Set exercise:
Give each line of the material below as one string in a JSON list, leaving out any blank lines.

Input records:
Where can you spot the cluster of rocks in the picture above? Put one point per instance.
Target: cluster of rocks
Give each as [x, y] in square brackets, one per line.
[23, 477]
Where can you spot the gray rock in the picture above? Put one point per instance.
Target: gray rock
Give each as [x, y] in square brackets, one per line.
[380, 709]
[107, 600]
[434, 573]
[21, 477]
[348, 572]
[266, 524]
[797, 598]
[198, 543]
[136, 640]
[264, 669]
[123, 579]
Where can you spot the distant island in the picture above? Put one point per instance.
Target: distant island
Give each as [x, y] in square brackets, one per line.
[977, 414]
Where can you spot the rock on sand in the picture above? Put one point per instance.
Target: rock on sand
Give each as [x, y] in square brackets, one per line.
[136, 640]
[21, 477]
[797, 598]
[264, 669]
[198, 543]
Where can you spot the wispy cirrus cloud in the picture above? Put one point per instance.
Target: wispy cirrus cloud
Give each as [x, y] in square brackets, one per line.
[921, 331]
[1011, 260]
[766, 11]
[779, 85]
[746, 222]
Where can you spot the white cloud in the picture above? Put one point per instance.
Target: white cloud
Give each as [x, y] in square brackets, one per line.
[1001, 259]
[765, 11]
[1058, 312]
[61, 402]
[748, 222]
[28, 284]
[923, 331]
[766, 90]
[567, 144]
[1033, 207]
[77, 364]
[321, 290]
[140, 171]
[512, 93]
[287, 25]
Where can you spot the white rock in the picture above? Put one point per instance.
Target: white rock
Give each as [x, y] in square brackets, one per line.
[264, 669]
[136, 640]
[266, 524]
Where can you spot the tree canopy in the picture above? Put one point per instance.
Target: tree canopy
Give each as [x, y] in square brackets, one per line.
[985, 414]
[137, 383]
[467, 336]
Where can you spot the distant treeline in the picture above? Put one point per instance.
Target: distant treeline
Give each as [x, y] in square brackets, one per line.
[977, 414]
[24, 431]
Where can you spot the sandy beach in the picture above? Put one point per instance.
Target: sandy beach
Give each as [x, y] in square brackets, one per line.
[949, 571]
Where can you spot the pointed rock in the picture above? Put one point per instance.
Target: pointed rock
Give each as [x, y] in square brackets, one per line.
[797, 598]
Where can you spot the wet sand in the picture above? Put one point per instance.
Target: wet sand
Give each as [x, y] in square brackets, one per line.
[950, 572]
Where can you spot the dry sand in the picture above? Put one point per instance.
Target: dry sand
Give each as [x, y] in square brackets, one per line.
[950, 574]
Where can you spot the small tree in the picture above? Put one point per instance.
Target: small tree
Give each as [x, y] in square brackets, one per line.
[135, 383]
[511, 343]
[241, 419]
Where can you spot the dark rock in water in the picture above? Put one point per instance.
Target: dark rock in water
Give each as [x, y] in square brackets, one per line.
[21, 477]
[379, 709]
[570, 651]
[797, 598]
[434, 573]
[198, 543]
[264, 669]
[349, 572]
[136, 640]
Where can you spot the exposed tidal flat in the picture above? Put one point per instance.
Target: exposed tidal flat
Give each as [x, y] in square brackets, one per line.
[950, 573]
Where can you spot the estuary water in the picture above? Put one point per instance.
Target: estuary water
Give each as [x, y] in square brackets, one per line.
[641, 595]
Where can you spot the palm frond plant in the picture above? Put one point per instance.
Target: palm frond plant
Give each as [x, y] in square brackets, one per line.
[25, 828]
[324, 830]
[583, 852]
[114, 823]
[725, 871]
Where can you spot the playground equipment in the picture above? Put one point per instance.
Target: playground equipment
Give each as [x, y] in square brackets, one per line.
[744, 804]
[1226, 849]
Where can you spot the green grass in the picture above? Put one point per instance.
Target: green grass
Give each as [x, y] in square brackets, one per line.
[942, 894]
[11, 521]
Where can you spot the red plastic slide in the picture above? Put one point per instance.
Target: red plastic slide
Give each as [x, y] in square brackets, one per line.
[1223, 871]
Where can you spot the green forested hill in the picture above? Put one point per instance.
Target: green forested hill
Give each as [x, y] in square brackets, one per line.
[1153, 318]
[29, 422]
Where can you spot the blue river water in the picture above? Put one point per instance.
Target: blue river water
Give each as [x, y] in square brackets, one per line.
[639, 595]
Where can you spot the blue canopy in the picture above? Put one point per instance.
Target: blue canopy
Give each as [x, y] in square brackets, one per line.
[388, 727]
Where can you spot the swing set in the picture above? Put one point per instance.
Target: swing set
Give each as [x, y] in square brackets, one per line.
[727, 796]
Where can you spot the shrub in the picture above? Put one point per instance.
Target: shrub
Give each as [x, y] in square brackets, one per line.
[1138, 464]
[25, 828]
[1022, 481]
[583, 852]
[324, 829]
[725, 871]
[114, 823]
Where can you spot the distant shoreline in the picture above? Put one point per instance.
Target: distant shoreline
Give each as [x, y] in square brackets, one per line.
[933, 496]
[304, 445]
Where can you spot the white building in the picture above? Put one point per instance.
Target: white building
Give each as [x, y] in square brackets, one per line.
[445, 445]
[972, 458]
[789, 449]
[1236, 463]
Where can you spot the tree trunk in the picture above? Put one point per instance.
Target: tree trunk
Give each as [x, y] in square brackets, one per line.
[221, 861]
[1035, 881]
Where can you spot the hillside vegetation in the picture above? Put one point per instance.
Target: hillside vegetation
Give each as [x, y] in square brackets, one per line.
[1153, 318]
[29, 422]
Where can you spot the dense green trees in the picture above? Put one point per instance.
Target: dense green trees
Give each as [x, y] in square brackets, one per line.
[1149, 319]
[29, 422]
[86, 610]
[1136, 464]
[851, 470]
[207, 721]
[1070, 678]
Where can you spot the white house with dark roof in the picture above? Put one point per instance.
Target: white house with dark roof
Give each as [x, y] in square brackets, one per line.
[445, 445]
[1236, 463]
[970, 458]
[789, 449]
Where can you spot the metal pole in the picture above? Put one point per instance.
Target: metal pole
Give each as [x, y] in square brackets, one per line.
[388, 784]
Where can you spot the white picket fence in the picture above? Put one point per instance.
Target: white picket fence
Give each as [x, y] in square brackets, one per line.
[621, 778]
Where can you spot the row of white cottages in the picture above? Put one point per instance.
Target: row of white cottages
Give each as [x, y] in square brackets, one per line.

Full answer:
[
  "Where can you spot the cluster of rocks in the picture above? Put one point per instance.",
  "Target: cluster of rocks",
  "Give each as [x, y] in square brackets, one per line.",
  "[23, 477]",
  "Where can you spot the gray rock in the picture above? Put one point per instance.",
  "Target: gray rock",
  "Give each as [x, y] in square brackets, one per line.",
  "[380, 709]",
  "[107, 600]",
  "[434, 573]",
  "[21, 477]",
  "[348, 572]",
  "[266, 524]",
  "[797, 598]",
  "[198, 543]",
  "[136, 640]",
  "[264, 669]",
  "[123, 579]",
  "Where can you spot the distant island in the picture above? Put one point per instance.",
  "Target: distant island",
  "Give each as [x, y] in square brackets, one per line.",
  "[977, 414]",
  "Where can you spot the rock on sand in the picture above? Put one point per instance.",
  "Target: rock on sand",
  "Give each as [x, y] in square brackets, one per line.",
  "[136, 640]",
  "[21, 477]",
  "[797, 598]",
  "[264, 669]",
  "[198, 543]",
  "Where can you spot the wispy cirrus cloud in the picture above? Put one point per instance.",
  "Target: wispy cirrus cloud",
  "Give each as [x, y] in square brackets, one per line.",
  "[921, 331]",
  "[1011, 260]",
  "[766, 11]",
  "[779, 85]",
  "[746, 222]",
  "Where can you spot the white cloud in the picture above? Put one point per instance.",
  "Target: white cloud",
  "Give each as [x, y] in square brackets, one per line.",
  "[1001, 259]",
  "[765, 11]",
  "[1058, 312]",
  "[61, 402]",
  "[748, 222]",
  "[28, 284]",
  "[923, 331]",
  "[766, 90]",
  "[567, 144]",
  "[1033, 207]",
  "[77, 364]",
  "[321, 290]",
  "[140, 171]",
  "[512, 93]",
  "[287, 25]",
  "Where can you spot the white rock in the picture above? Put one point per instance.",
  "Target: white rock",
  "Give each as [x, y] in square brackets, one per line.",
  "[264, 669]",
  "[136, 640]",
  "[266, 524]",
  "Where can you spot the tree canopy in the picture above? Put one point per instance.",
  "Target: tree canopy",
  "Give each as [x, y] in square brackets, one per line.",
  "[985, 414]",
  "[137, 383]",
  "[467, 336]",
  "Where can you spot the distant treeline in the picture above? Put one point per instance.",
  "Target: distant treeline",
  "Give each as [x, y] in square brackets, one per line.",
  "[977, 414]",
  "[24, 431]",
  "Where can you spot the sandy beach in the picture above? Put one point per instance.",
  "Target: sandy beach",
  "Give each as [x, y] in square brackets, one per line.",
  "[949, 571]",
  "Where can you spot the pointed rock in the picture above? Put one point per instance.",
  "Target: pointed rock",
  "Give each as [x, y] in square brackets, one per line.",
  "[797, 598]",
  "Where can you spot the wet sand in the picture above? Put one point per instance.",
  "Target: wet sand",
  "Give each as [x, y] in square brackets, one per line.",
  "[950, 572]",
  "Where can you spot the dry sand in the picture above? Put one point per instance.",
  "Target: dry sand",
  "Give each as [x, y] in square brackets, one per line.",
  "[950, 574]",
  "Where can you spot the small tree in the picture above? Put one point per instance.",
  "Target: small tree",
  "Give each as [x, y] in square brackets, one per line.",
  "[135, 383]",
  "[511, 343]",
  "[241, 419]",
  "Where can you spot the dark rock in water in the picture above? Put one point per instance.",
  "Target: dark rock in water",
  "Give each as [x, y] in square brackets, one per line.",
  "[21, 477]",
  "[379, 709]",
  "[570, 651]",
  "[797, 598]",
  "[434, 573]",
  "[198, 543]",
  "[264, 669]",
  "[349, 572]",
  "[136, 640]",
  "Where can you spot the exposed tidal flat in the picture above? Put one point per instance.",
  "Target: exposed tidal flat",
  "Give each as [x, y] in square brackets, one per line.",
  "[950, 573]",
  "Where can you spot the estuary water in the picture above? Put one point per instance.",
  "Target: estuary water",
  "Give each as [x, y] in square brackets, one per line.",
  "[641, 595]",
  "Where can you spot the palm frond plant in the picture above? Put one point per instance.",
  "Target: palm frond plant",
  "Give each as [x, y] in square brackets, one per line.",
  "[25, 828]",
  "[324, 830]",
  "[583, 852]",
  "[114, 823]",
  "[725, 871]",
  "Where can you spot the playground equipment in the picture above? Put one point per instance.",
  "Target: playground equipment",
  "Give each as [x, y] in square brackets, one per line.",
  "[744, 804]",
  "[1226, 849]",
  "Where can you spot the green grass in the picture above? Put one point per instance.",
  "Target: green grass",
  "Give each as [x, y] in square brackets, one per line.",
  "[942, 894]",
  "[11, 521]",
  "Where can you spot the red plastic slide in the picture above? Put one point per instance.",
  "Target: red plastic slide",
  "Give each as [x, y] in square brackets, one per line.",
  "[1223, 871]",
  "Where can you spot the green forested hill in the picture above? Put one point per instance.",
  "Target: green forested hill",
  "Give each as [x, y] in square brackets, one per line.",
  "[1153, 318]",
  "[29, 422]",
  "Where can you spot the blue river water in the picture above? Put one point per instance.",
  "Target: blue river water",
  "Give each as [x, y] in square brackets, one per line.",
  "[639, 595]",
  "Where can you spot the blue canopy in the picture above? Put one point per instance.",
  "Target: blue canopy",
  "Give each as [x, y] in square brackets, one per line.",
  "[388, 727]",
  "Where can you spot the swing set in the picture above? Put one point per instance.",
  "Target: swing set",
  "Give each as [x, y] in square brackets, one per line.",
  "[727, 796]",
  "Where can you spot the shrub in the picture above? Put one point per instance.",
  "Target: shrub",
  "Give each as [x, y] in square brackets, one per line.",
  "[1138, 464]",
  "[25, 828]",
  "[1022, 481]",
  "[583, 852]",
  "[324, 829]",
  "[725, 871]",
  "[114, 823]",
  "Where can you spot the distant shoreline in the picture above? Put one point per instance.",
  "Target: distant shoreline",
  "Give each as [x, y] in square brackets, one per line.",
  "[933, 496]",
  "[304, 445]",
  "Where can you spot the white building in the picture above? Put one point per instance.",
  "Target: white building",
  "Give each as [x, y] in square brackets, one per line.",
  "[445, 445]",
  "[972, 458]",
  "[789, 449]",
  "[1236, 463]",
  "Where can you spot the tree trunk in the picture above? Put one point per instance.",
  "Target: tree trunk",
  "Give each as [x, y] in square brackets, one per line.",
  "[221, 861]",
  "[1035, 881]",
  "Where can you spot the hillside vegetation in the picture above? Put one point per instance.",
  "Target: hillside vegetation",
  "Give each as [x, y] in square brackets, one per line.",
  "[1153, 318]",
  "[29, 422]",
  "Where can you spot the dense green trees in the picture above? Put one point per instance.",
  "Target: dense green trees",
  "Give each as [x, y] in square brackets, one per line.",
  "[1149, 319]",
  "[29, 422]",
  "[86, 610]",
  "[1136, 464]",
  "[851, 470]",
  "[207, 721]",
  "[1070, 678]",
  "Where can you spot the white house with dark roof in the picture above? Put one point per instance.",
  "Target: white house with dark roof",
  "Give each as [x, y] in square brackets, one per line.",
  "[445, 445]",
  "[1236, 463]",
  "[970, 458]",
  "[789, 449]",
  "Where can you spot the metal pole in the picture above? Put one point per instance.",
  "Target: metal pole",
  "Give each as [x, y] in square brackets, one per line.",
  "[388, 784]",
  "Where can you spot the white picket fence in the picture above? Put one point per instance.",
  "Target: white picket fence",
  "Give each as [x, y] in square brackets, one per line.",
  "[621, 778]",
  "Where can you spot the row of white cottages in the picture above? Put one point per instance.",
  "Target: row of white cottages",
  "Give each as [x, y] in square brackets, one per line."
]